WORK INSTRUCTIONS
**a)** Answer each question from the passage below on reducing branch misses, one answer a line, marked to match:
(i) Which two built-ins replaced std.mem.copyForwards?
(ii) What share of all branches were branch misses in the sender's new performance counter stats?
(iii) How does the passage plan to cut the overall number of branches that come from system calls and file reading?
**b)** Summarize the passage below on reducing branch misses in two sentences.
**c)** Carry forward the passage below on reducing branches and branch misses, starting right after its final sentence.

SELECTED EXCERPT
########

3. Memory Operations
Switching from std.mem.copyForwards
(deprecated) to @memcpy
or @memmove
reduced branch calls overall but didn’t have much impact on misses. copyForwards
has a loop over the source bytes to copy them into the destination, so it has the for loop condition, bounds checking for the index into destination, and more. The built-ins have no safety checks for things like overlapping arrays or insufficient space. They actually explicitly set the runtime safety to false.
copyForwards
likely doesn’t create many misses because the branches are predicted correctly, we’re copying sequential data from one location to another but also a relatively small amount of memory in each call. The @memcpy
and @memmove
built-ins have underlying assembly implementations that have been optimized to avoid branching.
For the sender we now have:
Performance counter stats for './zig-out/bin/zudp -- --mode send':
886,572 branches:u
7,639 branch-misses:u # 0.86% of all branches
0.521193266 seconds time elapsed
0.000000000 seconds user
0.004463000 seconds sys
Additional Optimizations
1. Larger packets
At this point, most of the sources of remaining branches and branch misses are somewhat unavoidable. They’re from system calls such as sendto
, recvfrom
, or the reading of the file that we use as the data for our packets. However, we can reduce the overall # of these branches, and misses, by reducing the overall # of packets we have to send. We’ll do this by increasing the allowed data size for our packets.

########

DATA SHOWN

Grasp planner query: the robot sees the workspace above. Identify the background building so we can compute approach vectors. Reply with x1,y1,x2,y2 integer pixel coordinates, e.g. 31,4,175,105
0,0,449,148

########

RESPONSE LIST
**a)**
(i) @memcpy and @memmove.
(ii) 0.86%.
(iii) By increasing the allowed data size for packets, which reduces the number of packets that must be sent.

**b)** Replacing the deprecated std.mem.copyForwards, which loops over the source bytes with bounds checking, with the @memcpy or @memmove built-ins reduced branch calls overall but had little effect on misses, since those built-ins skip safety checks and use assembly implementations optimized to avoid branching. Most remaining branches and misses come from system calls such as sendto and recvfrom or from reading the data file, so the next step is to send fewer packets by increasing the allowed data size for each packet.

**c)**
Note: it’s important to remember here that there will be buffer sizes at the network stack level. These limits determine the maximum amount of data that can be transferred between the underlying hardware layer and system socket. On most operating systems you can modify these buffer sizes for UDP sockets within your application. At the moment the file we’re using for testing is only a few hundred KB so we won’t bother. Setting the packet size too large or sending too many packets at once could mean that data is either lost on the receiver or send calls on the sender are blocked.
At the moment, in build_window
, we’re limiting ourselves to roughly 1KB of data within each packet:
fn build_window(window: *packet.PacketWindow, f: std.fs.File) !void {
var buf: [1024 - 21]u8 = undefined;
while (true) {
if (!window.can_push()) {
return;
}
const bytesRead = try f.read(buf[0..]);
if (bytesRead == 0) {
return error.ErrorEoT; // EOF reached
}
window.push_data(.{ .src = sender.in, .dest = receiver.in, .seq = @intCast(window.next_seq), .data = buf[0..bytesRead] }) catch break;
}
}
Lets see what branches/misses for the sender and receiver look like if we increase this to 10KB.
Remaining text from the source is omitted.